**What to produce:** Count the lines of the listing below that contain the string "positive", treating uppercase and lowercase as different. Reply with only the number.

**Input data:**
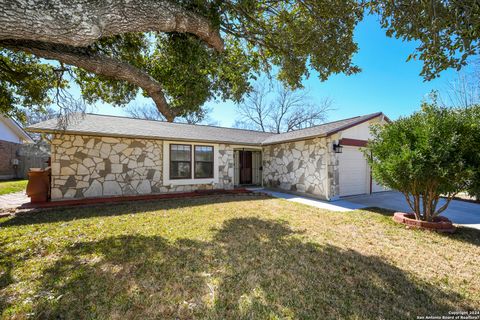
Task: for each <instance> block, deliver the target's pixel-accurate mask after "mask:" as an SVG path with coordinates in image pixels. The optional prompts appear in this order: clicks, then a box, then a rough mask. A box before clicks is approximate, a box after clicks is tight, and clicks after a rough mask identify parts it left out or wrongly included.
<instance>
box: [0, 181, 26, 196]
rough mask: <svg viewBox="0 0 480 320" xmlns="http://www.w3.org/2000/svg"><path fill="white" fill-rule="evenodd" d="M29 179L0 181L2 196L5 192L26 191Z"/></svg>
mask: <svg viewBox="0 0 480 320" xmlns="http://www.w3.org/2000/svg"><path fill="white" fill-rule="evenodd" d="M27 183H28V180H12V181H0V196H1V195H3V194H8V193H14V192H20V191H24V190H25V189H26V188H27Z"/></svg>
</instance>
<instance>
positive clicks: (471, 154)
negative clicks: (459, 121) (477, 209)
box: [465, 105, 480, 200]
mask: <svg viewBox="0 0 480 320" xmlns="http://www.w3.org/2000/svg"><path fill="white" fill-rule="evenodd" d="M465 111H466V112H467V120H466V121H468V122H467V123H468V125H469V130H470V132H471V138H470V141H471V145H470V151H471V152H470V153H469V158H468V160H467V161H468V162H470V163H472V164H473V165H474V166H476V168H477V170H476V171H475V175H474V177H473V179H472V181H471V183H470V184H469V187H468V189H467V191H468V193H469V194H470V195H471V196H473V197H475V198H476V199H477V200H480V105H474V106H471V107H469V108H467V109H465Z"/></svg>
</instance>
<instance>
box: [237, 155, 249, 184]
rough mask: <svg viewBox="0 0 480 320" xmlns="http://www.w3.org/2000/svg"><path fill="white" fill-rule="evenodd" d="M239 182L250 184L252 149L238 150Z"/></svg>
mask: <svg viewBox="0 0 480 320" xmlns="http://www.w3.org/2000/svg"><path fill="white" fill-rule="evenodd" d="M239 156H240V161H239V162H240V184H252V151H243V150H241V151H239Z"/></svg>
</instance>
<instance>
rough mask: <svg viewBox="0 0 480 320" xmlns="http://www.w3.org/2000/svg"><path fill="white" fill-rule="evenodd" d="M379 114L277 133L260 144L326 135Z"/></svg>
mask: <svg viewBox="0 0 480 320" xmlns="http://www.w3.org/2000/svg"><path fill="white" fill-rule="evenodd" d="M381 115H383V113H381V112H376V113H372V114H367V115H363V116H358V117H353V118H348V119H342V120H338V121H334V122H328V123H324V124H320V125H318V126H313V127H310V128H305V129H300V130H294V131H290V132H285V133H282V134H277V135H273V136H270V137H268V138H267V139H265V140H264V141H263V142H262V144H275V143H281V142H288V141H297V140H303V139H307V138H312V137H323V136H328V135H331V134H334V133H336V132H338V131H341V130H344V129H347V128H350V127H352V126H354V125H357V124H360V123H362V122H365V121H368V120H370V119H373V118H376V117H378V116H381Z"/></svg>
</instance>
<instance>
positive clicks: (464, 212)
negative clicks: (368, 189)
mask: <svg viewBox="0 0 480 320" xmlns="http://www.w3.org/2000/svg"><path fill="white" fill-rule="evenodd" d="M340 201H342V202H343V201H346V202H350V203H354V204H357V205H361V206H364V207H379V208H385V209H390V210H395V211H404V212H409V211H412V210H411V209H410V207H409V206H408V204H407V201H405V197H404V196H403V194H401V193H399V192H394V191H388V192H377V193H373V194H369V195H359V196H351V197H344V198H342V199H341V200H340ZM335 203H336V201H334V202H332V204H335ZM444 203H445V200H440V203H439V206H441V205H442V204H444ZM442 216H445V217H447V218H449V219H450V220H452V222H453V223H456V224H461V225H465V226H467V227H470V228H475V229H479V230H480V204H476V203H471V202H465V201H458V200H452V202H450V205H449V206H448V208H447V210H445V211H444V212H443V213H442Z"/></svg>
==
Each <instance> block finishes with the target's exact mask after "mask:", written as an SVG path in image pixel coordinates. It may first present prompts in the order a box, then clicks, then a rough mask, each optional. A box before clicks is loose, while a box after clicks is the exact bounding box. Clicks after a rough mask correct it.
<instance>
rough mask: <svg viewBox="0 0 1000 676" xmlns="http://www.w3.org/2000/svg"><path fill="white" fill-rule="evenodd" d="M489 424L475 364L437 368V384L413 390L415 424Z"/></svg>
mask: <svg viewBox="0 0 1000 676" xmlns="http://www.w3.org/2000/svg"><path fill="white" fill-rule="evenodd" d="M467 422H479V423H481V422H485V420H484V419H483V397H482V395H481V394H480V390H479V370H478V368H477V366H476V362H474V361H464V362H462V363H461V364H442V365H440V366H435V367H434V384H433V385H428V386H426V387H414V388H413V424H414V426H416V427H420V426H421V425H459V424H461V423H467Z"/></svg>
* * *
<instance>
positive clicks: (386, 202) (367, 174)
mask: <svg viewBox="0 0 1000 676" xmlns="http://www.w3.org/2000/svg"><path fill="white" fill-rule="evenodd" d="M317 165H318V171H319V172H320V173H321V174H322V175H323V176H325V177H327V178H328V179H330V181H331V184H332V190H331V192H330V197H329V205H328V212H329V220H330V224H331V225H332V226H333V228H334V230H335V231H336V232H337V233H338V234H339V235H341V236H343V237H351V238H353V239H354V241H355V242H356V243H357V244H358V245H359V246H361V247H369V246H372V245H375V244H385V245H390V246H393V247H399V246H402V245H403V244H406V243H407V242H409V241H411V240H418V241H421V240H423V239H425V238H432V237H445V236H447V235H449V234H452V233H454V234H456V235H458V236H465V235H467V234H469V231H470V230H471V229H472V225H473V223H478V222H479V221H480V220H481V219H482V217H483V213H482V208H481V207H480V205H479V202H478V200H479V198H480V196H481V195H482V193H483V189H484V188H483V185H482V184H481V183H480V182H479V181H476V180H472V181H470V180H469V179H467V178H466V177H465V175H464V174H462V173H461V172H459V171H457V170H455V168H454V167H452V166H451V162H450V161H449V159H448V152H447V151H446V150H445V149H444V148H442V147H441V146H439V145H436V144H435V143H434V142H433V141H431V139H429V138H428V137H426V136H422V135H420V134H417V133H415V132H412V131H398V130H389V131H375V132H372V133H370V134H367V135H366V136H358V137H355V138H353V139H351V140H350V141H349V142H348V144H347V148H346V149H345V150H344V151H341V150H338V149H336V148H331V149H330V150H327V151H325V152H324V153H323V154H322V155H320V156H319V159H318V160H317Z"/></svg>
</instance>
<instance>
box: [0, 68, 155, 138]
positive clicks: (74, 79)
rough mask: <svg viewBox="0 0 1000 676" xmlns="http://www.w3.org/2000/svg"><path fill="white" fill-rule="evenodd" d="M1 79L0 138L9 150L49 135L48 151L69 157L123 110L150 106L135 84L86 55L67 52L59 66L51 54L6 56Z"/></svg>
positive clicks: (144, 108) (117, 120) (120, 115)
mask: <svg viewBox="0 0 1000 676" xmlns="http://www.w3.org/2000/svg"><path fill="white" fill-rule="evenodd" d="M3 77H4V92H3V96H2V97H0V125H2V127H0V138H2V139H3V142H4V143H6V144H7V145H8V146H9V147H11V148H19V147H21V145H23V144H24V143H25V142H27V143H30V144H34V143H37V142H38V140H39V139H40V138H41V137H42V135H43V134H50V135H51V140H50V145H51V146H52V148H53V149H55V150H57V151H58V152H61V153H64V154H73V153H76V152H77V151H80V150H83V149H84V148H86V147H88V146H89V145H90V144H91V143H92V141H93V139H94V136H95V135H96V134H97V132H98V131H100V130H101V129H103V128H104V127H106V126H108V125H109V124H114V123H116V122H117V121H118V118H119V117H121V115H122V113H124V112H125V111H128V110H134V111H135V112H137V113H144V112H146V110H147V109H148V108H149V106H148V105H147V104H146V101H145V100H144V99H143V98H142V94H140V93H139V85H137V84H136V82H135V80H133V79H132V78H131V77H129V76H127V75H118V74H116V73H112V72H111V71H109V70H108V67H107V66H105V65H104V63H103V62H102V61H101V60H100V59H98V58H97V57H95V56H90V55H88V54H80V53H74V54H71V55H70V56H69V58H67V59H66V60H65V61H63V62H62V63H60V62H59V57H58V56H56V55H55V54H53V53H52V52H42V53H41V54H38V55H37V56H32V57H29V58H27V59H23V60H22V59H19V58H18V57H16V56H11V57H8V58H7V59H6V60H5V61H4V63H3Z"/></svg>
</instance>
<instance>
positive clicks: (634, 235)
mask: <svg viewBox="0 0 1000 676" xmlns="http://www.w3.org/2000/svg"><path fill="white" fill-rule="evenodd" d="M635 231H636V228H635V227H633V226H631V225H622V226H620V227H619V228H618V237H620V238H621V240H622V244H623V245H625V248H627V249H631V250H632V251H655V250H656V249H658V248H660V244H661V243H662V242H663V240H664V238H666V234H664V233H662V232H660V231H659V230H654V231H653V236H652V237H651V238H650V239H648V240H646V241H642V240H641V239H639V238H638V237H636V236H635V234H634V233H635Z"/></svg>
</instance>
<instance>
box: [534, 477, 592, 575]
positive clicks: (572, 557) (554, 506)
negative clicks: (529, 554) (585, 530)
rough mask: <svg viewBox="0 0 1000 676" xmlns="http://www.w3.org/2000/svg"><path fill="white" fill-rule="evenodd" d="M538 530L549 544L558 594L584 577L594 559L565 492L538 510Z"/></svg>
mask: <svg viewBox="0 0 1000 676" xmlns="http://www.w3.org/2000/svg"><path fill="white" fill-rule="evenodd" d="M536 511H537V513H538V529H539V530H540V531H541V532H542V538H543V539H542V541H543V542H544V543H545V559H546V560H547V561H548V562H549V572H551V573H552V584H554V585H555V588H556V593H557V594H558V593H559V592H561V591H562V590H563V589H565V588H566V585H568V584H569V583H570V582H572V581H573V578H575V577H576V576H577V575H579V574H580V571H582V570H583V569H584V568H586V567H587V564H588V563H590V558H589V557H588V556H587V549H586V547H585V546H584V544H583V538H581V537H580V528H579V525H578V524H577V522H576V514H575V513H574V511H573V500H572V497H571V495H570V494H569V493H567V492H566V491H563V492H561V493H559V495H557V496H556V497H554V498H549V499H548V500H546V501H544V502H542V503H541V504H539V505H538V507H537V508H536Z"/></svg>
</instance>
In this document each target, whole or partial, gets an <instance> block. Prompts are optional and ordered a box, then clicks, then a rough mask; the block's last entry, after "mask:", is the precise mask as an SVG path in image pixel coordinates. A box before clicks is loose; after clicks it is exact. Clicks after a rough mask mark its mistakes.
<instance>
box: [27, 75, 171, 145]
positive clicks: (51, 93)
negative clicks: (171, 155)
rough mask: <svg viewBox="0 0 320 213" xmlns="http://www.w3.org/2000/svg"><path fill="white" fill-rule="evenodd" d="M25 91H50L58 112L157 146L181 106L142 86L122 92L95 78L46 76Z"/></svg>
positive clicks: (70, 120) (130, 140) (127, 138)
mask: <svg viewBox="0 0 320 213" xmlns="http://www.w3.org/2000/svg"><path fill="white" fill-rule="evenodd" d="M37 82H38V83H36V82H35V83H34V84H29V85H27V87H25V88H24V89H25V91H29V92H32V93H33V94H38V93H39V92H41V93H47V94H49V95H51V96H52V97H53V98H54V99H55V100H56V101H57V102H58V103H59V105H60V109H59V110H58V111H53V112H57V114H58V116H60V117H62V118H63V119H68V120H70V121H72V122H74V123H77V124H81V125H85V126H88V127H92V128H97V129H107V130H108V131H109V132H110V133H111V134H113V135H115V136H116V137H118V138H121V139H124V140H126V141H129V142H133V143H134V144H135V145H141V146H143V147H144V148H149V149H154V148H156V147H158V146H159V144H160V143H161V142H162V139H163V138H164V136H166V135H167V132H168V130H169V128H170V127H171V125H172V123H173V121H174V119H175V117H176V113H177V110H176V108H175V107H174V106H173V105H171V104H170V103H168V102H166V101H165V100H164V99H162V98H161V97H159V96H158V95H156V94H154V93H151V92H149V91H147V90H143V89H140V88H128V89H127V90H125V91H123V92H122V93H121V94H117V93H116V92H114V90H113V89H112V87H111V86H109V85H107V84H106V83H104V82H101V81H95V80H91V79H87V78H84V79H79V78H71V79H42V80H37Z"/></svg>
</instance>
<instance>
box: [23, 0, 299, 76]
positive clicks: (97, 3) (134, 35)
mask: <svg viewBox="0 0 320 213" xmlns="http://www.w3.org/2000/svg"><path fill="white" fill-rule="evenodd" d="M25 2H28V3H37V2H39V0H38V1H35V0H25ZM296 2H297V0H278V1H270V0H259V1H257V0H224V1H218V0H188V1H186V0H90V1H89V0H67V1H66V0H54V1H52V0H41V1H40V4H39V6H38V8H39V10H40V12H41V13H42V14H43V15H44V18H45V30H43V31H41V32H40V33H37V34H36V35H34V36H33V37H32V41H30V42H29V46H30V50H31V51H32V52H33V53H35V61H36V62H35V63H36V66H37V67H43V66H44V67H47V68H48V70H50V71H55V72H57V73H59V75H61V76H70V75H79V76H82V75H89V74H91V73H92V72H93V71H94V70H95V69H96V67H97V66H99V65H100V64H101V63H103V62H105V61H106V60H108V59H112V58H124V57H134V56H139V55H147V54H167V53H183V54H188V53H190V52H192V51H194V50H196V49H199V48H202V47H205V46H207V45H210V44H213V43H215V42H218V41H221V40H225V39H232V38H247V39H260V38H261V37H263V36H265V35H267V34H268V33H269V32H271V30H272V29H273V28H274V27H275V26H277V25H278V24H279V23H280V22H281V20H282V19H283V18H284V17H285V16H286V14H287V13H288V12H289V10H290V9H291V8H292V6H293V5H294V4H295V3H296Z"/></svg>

**The completed task:** 10